• **Supplied text**:
It is precisely from this stance, that of an acoustic ecologist, that a definition, a delineation of the term soundscape composition — if we now agree that such a thing is necessary — makes sense. Conscious listening and conscious awareness of our role as soundmakers is an inseparable part of acoustic ecology, as it deepens our understanding of relationships between living beings and the soundscape. The question is, how can soundscape composition enhance such environmental listening awareness? What is its role in inspiring ideas about balanced soundscapes and acoustic ecology? How can the soundscape composer raise listening awareness in an already overloaded sound world with yet another sound piece? What is the ecological stance that we take through our compositions both as listener and composer? How do we or do we not fit in with electroacoustic composition, including musique concrète and other styles, with audio art, film sound design, sound installations and so on? And how can we convince other ecologists that the pollution of our soundscape is as much of an environmental issue as the pollution of water and air-that indeed, it is the 'voice' which makes the world's environmental problems audible to all those who care to listen? Perhaps these questions set a clear, yet wide enough boundary around the term soundscape composition which allows us to move on now to explore what is its essence.

So, once we have accepted the acoustic ecology arena as the basis from which soundscape composition emerges one could perhaps say that its essence is the artistic, sonic transmission of meanings about place, time, environment and listening perception. In my experience the term eludes any further definition. And my sense is that as soon as we try to define it further, we rob it of its essence, indeed of its freedom within that vast and interdisciplinary arena. Why? Because each soundscape composition emerges out of its own context in place and time, culturally, politically, socially, environmentally and is presented in a new and often entirely different context. It has its very own life wherever and whenever it is created and reproduced. And I want to look at the uniqueness of this 'life' in this article.

Each new recording will create a totally new piece as it is nothing more than a specific moment in time, an excerpt and detail of a place with its very own sound characteristics. It can only speak specifically of that moment and that place, not in general terms. But paradoxically, that specific moment and place can contain all the ingredients, out of which a meaningful language can emerge for a work that addresses soundscape and listening issues. And it is that material, and not some pre-determined musical structure or context, that will contribute significantly to a work's unique character. Of course, every composer will bring in her or his own crafts and skills that may be based in specific musical training and listening experience, along with a unique cultural, social, political and spiritual perspective. It is in the meeting of these 'materials' that the composer inevitably brings into the compositional process and the recorded materials that the essence of soundscape composition is located.

On a more activist/political level one could perhaps say that soundscape composition can and should create a strong oppositional place of conscious listening-that is, in the face of wide-spread commercial media and leased music corporations, who strategically try to use the schizophonic medium to transport potential customers into a state of aural unawareness and unconscious behaviour and ultimately into the act of spending money. Rather than lulling us into false comfort, it can make use of the schizophonic medium to awaken our curiosity and to create a desire for deeper knowledge and information about our own as well as other places and cultures. It is a forum for us as composers to 'speak back' to problematic 'voices' in the soundscape, to deepen our relationship to positive forces in our surroundings or to comment on many other aspects of a society. Rather than disorienting us, such work potentially creates a clearer sense of place and belonging for both composer and listener.

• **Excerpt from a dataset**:

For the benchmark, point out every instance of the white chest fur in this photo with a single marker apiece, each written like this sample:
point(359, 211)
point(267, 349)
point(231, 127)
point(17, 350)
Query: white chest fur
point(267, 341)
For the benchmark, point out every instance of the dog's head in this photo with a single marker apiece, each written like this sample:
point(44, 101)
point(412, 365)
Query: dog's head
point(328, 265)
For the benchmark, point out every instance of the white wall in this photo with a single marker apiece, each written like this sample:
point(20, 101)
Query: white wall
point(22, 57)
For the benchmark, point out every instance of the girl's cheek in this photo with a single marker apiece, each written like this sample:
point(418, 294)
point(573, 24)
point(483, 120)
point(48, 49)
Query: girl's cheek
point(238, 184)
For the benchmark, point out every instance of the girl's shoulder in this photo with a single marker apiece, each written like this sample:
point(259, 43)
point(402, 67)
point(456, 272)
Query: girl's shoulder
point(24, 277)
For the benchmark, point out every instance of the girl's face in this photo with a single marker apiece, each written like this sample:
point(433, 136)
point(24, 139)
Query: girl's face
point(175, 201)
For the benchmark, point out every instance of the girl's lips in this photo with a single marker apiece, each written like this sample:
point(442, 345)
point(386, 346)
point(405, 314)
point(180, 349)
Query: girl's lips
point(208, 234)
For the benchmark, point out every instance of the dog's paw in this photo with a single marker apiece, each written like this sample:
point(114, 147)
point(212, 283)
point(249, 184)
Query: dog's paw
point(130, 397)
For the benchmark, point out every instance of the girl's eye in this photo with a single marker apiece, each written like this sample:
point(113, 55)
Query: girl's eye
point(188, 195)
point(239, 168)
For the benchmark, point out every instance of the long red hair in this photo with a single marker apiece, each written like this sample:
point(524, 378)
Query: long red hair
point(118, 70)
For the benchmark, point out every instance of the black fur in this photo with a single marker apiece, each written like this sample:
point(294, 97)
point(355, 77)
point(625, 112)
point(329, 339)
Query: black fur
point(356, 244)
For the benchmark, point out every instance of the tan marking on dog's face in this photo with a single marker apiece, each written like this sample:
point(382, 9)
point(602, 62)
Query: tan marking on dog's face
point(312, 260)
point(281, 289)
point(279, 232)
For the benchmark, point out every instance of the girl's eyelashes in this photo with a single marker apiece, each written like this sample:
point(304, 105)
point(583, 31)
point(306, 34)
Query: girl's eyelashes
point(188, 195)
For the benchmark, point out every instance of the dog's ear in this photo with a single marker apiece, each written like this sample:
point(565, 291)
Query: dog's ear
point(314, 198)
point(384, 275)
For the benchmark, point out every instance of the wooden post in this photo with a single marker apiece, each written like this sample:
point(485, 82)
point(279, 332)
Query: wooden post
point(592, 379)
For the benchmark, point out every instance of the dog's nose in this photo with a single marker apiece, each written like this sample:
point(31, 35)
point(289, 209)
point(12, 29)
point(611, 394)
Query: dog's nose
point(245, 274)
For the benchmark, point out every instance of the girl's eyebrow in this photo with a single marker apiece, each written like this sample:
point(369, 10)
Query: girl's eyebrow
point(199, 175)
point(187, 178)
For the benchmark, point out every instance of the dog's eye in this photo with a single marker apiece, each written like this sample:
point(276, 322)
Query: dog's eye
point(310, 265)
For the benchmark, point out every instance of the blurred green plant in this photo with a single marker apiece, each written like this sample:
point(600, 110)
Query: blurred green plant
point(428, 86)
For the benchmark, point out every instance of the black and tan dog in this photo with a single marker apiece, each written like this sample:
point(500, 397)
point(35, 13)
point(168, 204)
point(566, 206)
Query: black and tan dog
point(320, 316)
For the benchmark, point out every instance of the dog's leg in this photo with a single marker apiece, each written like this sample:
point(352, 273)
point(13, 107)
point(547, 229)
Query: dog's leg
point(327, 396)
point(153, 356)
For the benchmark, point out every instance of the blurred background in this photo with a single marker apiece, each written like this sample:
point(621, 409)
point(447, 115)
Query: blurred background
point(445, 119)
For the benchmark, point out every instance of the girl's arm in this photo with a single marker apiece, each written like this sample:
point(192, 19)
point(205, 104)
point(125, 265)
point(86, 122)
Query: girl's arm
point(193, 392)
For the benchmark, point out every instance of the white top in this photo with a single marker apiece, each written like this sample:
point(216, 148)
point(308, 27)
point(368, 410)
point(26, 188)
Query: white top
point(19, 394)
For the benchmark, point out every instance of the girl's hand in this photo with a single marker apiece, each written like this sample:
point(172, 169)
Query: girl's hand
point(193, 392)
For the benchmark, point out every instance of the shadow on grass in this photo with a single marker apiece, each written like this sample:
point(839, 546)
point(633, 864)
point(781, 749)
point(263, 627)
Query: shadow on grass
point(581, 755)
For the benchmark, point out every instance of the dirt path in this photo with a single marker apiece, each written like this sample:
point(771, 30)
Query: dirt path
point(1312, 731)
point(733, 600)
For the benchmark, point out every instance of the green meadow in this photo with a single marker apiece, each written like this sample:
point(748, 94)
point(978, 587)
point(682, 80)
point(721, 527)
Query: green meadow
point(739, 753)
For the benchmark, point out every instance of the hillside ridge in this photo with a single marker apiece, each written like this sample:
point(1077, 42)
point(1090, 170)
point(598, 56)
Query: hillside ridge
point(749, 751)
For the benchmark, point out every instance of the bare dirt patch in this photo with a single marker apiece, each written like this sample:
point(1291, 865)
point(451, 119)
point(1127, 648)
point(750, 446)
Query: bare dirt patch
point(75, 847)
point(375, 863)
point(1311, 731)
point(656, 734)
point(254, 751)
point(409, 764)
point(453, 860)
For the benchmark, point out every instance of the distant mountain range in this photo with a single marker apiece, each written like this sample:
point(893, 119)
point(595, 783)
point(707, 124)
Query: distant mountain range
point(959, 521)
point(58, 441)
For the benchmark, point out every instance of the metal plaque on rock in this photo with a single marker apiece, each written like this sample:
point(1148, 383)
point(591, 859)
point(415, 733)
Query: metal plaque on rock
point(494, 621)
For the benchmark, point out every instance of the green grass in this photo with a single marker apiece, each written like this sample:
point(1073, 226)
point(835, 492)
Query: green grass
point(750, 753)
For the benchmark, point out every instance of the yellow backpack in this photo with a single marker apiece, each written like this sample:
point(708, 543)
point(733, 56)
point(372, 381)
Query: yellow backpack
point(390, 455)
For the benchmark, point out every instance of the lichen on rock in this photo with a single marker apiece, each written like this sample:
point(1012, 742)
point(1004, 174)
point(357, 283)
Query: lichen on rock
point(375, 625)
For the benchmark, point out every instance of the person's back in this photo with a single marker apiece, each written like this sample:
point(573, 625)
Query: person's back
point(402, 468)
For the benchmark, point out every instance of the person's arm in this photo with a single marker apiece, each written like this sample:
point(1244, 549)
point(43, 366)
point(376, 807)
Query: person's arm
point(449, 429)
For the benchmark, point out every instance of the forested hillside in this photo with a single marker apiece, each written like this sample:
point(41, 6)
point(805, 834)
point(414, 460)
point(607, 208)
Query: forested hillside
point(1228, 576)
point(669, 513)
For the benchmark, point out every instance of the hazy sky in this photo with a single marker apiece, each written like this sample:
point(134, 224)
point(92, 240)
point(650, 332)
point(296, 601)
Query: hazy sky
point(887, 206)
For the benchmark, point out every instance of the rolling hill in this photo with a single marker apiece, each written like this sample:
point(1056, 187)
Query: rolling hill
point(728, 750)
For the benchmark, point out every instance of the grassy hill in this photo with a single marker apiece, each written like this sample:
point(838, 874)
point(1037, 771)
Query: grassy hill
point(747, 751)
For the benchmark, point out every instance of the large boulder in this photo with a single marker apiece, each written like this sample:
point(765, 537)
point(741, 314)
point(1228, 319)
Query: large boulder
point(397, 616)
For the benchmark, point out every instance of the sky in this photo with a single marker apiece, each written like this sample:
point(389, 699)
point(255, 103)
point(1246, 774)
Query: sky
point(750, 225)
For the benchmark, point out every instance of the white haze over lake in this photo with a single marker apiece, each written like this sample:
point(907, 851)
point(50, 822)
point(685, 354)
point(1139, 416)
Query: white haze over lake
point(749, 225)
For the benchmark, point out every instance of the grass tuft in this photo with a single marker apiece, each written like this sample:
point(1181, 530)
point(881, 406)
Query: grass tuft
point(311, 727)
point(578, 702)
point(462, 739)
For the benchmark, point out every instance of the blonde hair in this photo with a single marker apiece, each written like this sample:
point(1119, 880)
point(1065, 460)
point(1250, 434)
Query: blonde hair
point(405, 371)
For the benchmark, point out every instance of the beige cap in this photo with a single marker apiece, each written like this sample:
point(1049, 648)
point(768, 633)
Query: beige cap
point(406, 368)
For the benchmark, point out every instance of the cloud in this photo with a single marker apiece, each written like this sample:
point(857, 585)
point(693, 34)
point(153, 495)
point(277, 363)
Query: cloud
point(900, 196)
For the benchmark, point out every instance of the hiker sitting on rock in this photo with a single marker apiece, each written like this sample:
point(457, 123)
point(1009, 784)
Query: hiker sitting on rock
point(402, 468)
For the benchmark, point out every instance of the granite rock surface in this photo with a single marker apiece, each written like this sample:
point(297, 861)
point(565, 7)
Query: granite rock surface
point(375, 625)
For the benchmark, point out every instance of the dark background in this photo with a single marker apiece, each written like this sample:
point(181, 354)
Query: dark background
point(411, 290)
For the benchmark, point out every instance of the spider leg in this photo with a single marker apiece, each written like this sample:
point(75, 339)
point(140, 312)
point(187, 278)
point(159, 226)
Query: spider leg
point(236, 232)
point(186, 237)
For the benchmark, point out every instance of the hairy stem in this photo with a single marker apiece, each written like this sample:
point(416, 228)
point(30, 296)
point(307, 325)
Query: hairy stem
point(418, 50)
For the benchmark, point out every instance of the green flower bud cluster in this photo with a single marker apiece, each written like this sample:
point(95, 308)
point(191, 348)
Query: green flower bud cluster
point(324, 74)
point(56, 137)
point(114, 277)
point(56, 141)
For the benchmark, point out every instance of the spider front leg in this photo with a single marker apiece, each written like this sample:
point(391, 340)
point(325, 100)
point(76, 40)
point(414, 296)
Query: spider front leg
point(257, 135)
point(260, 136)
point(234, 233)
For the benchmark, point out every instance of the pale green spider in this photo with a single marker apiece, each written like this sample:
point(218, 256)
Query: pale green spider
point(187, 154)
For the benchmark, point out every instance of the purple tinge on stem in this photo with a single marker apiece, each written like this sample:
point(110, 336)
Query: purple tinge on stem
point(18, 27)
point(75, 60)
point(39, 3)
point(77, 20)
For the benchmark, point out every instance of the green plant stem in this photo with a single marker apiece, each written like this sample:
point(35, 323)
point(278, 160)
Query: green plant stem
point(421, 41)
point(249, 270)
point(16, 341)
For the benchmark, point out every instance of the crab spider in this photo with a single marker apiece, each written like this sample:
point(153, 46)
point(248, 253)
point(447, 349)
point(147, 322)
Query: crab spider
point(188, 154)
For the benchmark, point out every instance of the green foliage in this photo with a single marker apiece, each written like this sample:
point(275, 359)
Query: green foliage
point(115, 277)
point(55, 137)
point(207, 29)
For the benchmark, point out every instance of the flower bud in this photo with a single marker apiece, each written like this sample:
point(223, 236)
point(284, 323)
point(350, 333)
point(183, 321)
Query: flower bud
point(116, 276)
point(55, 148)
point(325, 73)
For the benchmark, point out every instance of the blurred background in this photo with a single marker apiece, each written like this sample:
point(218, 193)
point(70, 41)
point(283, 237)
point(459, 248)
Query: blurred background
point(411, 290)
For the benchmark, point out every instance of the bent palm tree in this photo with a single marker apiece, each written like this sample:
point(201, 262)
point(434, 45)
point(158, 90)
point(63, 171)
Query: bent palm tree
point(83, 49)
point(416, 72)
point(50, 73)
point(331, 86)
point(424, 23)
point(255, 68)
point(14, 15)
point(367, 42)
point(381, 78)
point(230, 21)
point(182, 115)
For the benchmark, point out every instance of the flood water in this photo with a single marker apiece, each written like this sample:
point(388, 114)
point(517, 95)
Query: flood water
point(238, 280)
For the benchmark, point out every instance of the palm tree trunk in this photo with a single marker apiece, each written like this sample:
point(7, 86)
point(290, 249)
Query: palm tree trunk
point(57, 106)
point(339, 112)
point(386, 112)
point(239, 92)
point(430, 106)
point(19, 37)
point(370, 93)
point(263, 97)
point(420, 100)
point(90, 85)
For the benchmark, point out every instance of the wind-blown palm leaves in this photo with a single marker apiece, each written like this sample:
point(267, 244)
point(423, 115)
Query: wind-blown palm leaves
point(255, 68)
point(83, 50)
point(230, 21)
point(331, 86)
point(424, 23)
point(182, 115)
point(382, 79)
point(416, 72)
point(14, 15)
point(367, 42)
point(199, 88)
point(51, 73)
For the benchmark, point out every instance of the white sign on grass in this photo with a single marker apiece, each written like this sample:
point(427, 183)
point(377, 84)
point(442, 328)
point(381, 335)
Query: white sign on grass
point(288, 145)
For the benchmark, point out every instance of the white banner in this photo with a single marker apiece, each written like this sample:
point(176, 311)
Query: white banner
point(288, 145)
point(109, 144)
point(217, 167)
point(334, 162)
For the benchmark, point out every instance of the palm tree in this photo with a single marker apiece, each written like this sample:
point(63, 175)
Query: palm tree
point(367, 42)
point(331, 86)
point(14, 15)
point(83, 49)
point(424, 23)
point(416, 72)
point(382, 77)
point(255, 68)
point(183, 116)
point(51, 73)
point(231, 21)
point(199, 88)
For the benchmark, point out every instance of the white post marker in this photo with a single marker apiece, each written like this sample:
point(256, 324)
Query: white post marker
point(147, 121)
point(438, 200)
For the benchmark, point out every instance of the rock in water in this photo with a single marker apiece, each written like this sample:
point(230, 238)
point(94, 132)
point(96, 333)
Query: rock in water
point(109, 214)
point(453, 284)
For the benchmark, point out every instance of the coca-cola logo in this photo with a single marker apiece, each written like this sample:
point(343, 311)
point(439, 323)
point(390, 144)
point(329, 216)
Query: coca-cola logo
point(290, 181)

• **Work required**: Extend the essay on soundscape composition from the point where it stops, starting right after its last sentence. The records that come after the soundscape essay are separate material and have no connection to it.

• **Result of this task**:
2. Where It All Starts: Listening and Recording with Ear and Microphone

The ear and the microphone are the starting points for the soundscape composer. They are two quite different tools with which we gather our sound materials and our listening experiences. I have found it interesting to create situations in which the ear is imagined as a microphone and the microphone as a human ear. It causes a shift in perception both while listening without a microphone and while recording. Not only does it deepen the recordist/listener's knowledge of the specific properties of each of the two 'tools', but it also transmits different information about the soundscape as well as often changes recording/listening practice. This is crucial in the process of creating a soundscape composition: the actual recorded materials are of course important, but the listening experiences while recording and while going about one's life are just as important and do always figure into the compositional process in some way.

The microphone alters listening. The mere comparison between how our ears listen and how the microphone picks up sounds in the environment, brings alerted awareness to the soundscape. Not only the recordist's listening is intensified, often also that of people witnessing the microphone's presence. It creates an occasion and new significance of a place. Sometimes the microphone can also mean new access to the environment. It frequently legitimizes one's presence in certain places and even empowers one to enter normally inaccessible places. It also often heightens the recordist's own curiosity and encourages to venture into unknown territory. Of course, it can also block access when it is seen as a security threat or an invasion of privacy.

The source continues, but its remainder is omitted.